Instruction
Find each line in the material below that contains the word "banner" and copy it out. Match upper and lower case exactly.

Record extracts
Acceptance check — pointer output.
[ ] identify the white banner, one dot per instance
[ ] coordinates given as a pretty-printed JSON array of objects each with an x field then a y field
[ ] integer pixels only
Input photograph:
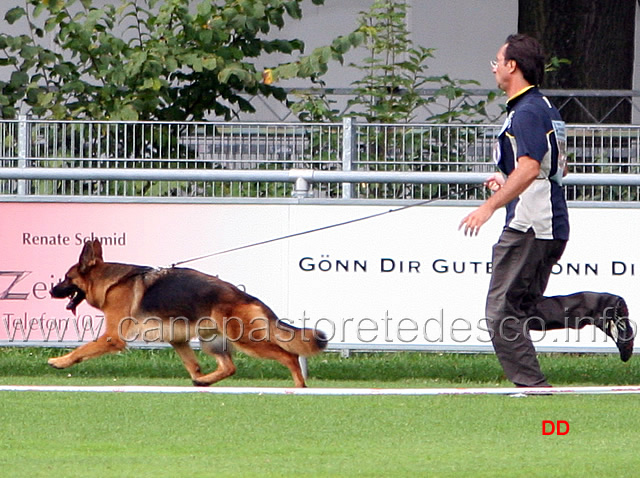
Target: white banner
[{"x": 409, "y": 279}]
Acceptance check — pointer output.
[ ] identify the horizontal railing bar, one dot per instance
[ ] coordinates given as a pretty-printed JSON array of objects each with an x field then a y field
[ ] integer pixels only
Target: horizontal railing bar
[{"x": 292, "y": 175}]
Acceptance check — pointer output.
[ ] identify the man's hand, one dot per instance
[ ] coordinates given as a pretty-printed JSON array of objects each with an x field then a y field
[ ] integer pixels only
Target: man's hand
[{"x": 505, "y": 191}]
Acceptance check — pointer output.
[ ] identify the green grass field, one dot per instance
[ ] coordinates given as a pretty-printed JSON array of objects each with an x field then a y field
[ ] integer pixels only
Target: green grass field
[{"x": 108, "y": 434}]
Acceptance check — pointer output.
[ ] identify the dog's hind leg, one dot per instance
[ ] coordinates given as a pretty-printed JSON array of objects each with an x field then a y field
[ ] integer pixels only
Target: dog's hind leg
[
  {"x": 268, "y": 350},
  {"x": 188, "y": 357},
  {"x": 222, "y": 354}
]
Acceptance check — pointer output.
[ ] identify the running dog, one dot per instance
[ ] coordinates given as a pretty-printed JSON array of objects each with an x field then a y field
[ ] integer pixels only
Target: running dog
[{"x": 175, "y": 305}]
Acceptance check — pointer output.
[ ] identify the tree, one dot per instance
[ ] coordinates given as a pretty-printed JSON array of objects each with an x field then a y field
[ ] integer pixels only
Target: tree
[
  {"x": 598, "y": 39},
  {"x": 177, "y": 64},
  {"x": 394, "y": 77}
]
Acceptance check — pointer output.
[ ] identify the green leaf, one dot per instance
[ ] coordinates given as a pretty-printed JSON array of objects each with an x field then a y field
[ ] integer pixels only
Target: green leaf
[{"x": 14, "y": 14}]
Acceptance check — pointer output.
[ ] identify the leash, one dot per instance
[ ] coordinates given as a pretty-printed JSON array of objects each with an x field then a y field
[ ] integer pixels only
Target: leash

Completed exercise
[ ] identify the white banner, one dot per instance
Target: white banner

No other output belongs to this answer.